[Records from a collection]
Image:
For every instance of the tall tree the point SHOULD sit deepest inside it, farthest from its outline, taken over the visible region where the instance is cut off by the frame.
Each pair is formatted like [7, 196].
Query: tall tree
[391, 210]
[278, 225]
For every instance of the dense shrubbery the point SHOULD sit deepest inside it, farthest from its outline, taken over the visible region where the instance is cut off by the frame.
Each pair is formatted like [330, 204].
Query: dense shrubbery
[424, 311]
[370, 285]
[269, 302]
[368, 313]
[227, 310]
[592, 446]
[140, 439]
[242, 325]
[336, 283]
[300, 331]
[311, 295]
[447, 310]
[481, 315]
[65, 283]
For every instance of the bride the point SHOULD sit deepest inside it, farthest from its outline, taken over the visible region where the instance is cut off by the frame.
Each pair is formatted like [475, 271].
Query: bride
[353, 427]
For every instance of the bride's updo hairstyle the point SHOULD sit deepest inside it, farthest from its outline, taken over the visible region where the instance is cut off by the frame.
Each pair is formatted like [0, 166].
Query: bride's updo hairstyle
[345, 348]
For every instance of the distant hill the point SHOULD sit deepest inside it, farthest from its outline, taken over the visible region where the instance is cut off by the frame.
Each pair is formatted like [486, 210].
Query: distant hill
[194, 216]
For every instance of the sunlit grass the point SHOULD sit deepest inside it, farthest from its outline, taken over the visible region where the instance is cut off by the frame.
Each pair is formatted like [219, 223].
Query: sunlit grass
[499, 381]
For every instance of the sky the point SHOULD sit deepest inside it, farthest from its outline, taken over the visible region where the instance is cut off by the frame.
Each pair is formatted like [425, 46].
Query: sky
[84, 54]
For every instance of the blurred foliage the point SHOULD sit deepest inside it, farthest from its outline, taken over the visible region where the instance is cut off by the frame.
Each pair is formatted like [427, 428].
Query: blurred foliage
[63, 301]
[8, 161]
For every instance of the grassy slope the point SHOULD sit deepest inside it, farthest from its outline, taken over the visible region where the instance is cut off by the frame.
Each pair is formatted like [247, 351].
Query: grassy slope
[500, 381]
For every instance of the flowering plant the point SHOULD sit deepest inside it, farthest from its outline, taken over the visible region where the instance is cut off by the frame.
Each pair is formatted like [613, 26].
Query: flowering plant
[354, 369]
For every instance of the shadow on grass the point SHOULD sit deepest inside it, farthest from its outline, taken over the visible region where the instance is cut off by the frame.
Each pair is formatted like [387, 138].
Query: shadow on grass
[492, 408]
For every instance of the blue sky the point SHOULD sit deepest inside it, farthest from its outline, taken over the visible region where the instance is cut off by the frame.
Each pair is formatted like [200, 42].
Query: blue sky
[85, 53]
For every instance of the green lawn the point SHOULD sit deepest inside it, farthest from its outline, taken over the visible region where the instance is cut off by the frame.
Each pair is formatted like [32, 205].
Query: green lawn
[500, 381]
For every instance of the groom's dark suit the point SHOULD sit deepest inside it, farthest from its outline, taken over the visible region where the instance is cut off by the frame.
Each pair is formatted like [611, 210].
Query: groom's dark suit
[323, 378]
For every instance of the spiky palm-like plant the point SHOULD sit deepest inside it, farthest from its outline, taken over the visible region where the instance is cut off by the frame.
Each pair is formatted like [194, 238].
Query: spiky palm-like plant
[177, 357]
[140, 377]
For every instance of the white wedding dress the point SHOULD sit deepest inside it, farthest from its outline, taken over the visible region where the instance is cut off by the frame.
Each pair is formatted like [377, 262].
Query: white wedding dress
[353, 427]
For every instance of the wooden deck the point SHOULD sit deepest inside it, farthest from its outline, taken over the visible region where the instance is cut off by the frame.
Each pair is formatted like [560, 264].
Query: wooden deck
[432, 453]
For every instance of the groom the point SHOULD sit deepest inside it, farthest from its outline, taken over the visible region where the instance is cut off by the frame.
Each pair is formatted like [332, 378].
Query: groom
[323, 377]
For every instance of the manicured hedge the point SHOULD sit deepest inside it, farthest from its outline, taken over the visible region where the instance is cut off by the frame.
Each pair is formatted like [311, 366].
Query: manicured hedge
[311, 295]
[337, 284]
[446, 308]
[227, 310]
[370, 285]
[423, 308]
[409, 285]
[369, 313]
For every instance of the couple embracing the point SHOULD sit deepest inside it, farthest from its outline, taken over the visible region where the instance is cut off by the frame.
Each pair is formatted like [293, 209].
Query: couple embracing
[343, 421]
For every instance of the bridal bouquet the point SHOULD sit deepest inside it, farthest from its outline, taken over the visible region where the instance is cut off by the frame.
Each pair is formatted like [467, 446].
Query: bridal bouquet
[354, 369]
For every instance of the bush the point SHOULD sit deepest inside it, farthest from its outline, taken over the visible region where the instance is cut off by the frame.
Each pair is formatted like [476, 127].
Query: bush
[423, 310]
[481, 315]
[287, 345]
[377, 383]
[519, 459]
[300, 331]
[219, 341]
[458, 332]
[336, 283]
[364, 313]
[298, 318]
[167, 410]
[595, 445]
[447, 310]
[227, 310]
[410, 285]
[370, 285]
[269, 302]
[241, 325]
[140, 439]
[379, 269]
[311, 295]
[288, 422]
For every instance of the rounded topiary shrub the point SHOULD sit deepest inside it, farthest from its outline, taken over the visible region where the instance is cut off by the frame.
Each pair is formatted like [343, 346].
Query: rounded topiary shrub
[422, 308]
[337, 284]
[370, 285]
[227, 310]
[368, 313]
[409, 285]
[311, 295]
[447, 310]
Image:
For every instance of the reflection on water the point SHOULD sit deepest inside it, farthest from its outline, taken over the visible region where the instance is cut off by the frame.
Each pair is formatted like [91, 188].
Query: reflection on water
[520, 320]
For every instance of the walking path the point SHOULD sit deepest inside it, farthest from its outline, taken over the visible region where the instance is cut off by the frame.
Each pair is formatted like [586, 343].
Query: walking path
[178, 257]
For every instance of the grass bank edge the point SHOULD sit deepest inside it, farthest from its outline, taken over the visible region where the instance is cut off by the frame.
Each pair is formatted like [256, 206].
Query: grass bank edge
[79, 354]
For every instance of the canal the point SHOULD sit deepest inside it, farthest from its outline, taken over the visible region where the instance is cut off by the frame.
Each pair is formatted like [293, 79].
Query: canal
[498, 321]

▶ **EXERCISE TASK**
Retype every entry above, word for word.

▶ **EXERCISE RESPONSE**
Image:
For every instance of the tall tree the point SHOULD sit deepest inside it, farthest from its outline, taken over the visible region where the instance is cut off by the frame.
Each pair is formatted like [7, 196].
Query: tall tree
[391, 210]
[278, 225]
For every instance of the dense shrubbery the point SHOULD sit deepest inside it, farthest from its outline, taken over the visible region where the instance is cut off by the frame.
Each pair is formatted like [330, 204].
Query: dense shrubbery
[424, 311]
[370, 285]
[269, 302]
[368, 313]
[227, 310]
[592, 446]
[140, 439]
[242, 325]
[336, 283]
[300, 331]
[311, 295]
[447, 310]
[481, 315]
[65, 283]
For every instance of the bride the point SHOULD sit deepest inside it, farthest from its outline, taken over the visible region where the instance is cut off by the frame.
Each pair is formatted like [475, 271].
Query: bride
[353, 427]
For every instance of the bride's updo hairstyle the point SHOULD sit deepest inside it, farthest from its outline, taken over the visible region where the instance is cut off by the frame.
Each pair is formatted like [0, 166].
Query: bride's updo hairstyle
[345, 348]
For every instance of the distant hill the point SHOULD sit deepest inside it, farthest from its outline, taken over the visible region where the instance is cut off by the frame.
Each pair is formatted like [486, 210].
Query: distant hill
[194, 216]
For every instance of the sunlit grass the point SHOULD sit deepest inside it, farthest from its outline, taken over the visible region where the instance is cut off by the frame.
Each pair is formatted like [219, 223].
Query: sunlit grass
[499, 381]
For every instance of the sky the point SHOULD sit deepest inside it, farthest from its outline, taken over the visible region where the instance is cut off by the frame.
Each pair is formatted like [425, 46].
Query: sky
[84, 54]
For every instance of the blurred foliage the point SHOULD sit deepest inside it, farthest from its outline, taken over the visible region where the instance is cut off by the frame.
Each pair is formatted like [427, 428].
Query: blurred foliage
[63, 301]
[8, 161]
For every instance of the grassy slope the point SHOULD sit deepest inside it, farthest from its outline, taken over the visible region where the instance is cut off by the frame.
Each pair is formatted like [247, 351].
Query: grassy slope
[500, 381]
For every instance of the flowering plant the point SHOULD sit deepest inside it, farthest from its outline, taken over the visible region where the instance is cut off by the frame.
Each pair is formatted like [613, 26].
Query: flowering plant
[354, 369]
For every instance of the shadow on grass the point SHOULD sit deepest inside it, farthest from its outline, taken over the visible region where the instance is cut off by the frame.
Each pair is formatted like [387, 138].
Query: shadow on grass
[492, 408]
For every instance of the blue sky the point SHOULD sit deepest inside it, farthest from its outline, taken over the visible region where the instance is cut off by the frame.
Each pair is formatted like [200, 42].
Query: blue sky
[85, 53]
For every instance of the green lawn the point SHOULD sit deepest inside it, farthest from its outline, taken over the visible region where the instance is cut off by the frame.
Each pair is formatted like [32, 205].
Query: green lawn
[500, 381]
For every instance of the groom's dark suit the point SHOULD sit deepest inside it, farthest from its outline, taken over the visible region where the instance is cut off by the frame.
Each pair is formatted like [611, 210].
Query: groom's dark suit
[323, 378]
For every instance of the spiky palm-like plant the point SHOULD sit deepest inside it, farthest from its outline, taken over the visible region where the instance is cut off by the frame.
Each pair is formatted like [194, 238].
Query: spiky palm-like plant
[177, 357]
[140, 377]
For every instance of the white wedding dress the point SHOULD sit deepest inside it, farthest from its outline, taken over the visible region where the instance is cut off by the frame.
Each pair is formatted like [377, 262].
Query: white wedding dress
[353, 427]
For every instance of the wooden deck the point SHOULD sit deepest inside it, farthest from its outline, taken over the visible region where the instance is cut off by the frame.
Each pair is formatted like [560, 264].
Query: wooden deck
[432, 453]
For every instance of the groom the point SHOULD sit deepest inside it, farthest from its outline, taken over the visible region where the instance is cut off by the frame.
Each pair is formatted like [332, 378].
Query: groom
[323, 377]
For every instance of the manicured hedge the point SHOULD sit deepest inside it, farthest from its outline, taken over the visible region where the instance is cut off by the frame.
Each pair is formatted like [311, 366].
Query: manicured hedge
[311, 295]
[337, 284]
[446, 308]
[227, 310]
[370, 285]
[423, 308]
[409, 285]
[369, 313]
For every instance of the couple embracing the point SHOULD sit deepest inside it, farthest from its outline, taken over the visible region where the instance is cut off by the frame.
Each pair is formatted like [293, 209].
Query: couple embracing
[343, 421]
For every instance of the bridal bouquet the point SHOULD sit deepest inside it, farthest from its outline, taken over the visible region where the instance is cut off by the frame.
Each pair is formatted like [467, 446].
Query: bridal bouquet
[354, 369]
For every instance of the bush the point SHOULD sit deepest inside it, farthest from its outline, taken over the visible region where the instance is cut off by the frame.
Each pair is formatted like [476, 127].
Query: bush
[423, 310]
[481, 315]
[287, 345]
[377, 383]
[519, 459]
[300, 331]
[219, 341]
[458, 332]
[336, 283]
[364, 313]
[298, 318]
[167, 410]
[595, 445]
[447, 310]
[227, 310]
[410, 285]
[370, 285]
[269, 302]
[241, 325]
[140, 439]
[379, 269]
[311, 295]
[288, 422]
For every instance of the rounded topiary shrub the point SHOULD sit deepest inside it, farthest from its outline, taken over the visible region where the instance is cut off by the frame.
Each pair is formatted like [343, 346].
Query: rounded topiary shrub
[422, 308]
[337, 284]
[370, 285]
[227, 310]
[368, 313]
[409, 285]
[311, 295]
[447, 310]
Image:
For every instance of the reflection on water the point SHOULD sit deepest inside it, farthest from its outline, taken over the visible region where the instance is cut off by the frame.
Each pair is formatted like [91, 188].
Query: reflection on water
[520, 320]
For every instance of the walking path the point SHOULD sit deepest inside it, farthest from its outline, taken over the visible region where the instance is cut off by the frame.
Each pair is formatted like [586, 343].
Query: walking path
[178, 257]
For every instance of the grass bank edge the point SHOULD sit deepest inside it, farthest from its outline, taken over the visible region where the instance is cut off by the frame.
Each pair is formatted like [256, 206].
Query: grass bank edge
[79, 354]
For every instance of the canal the point SHOULD sit deepest inside it, farthest from its outline, taken over the visible region where the instance is cut off by the frame.
Each pair is formatted like [293, 79].
Query: canal
[498, 321]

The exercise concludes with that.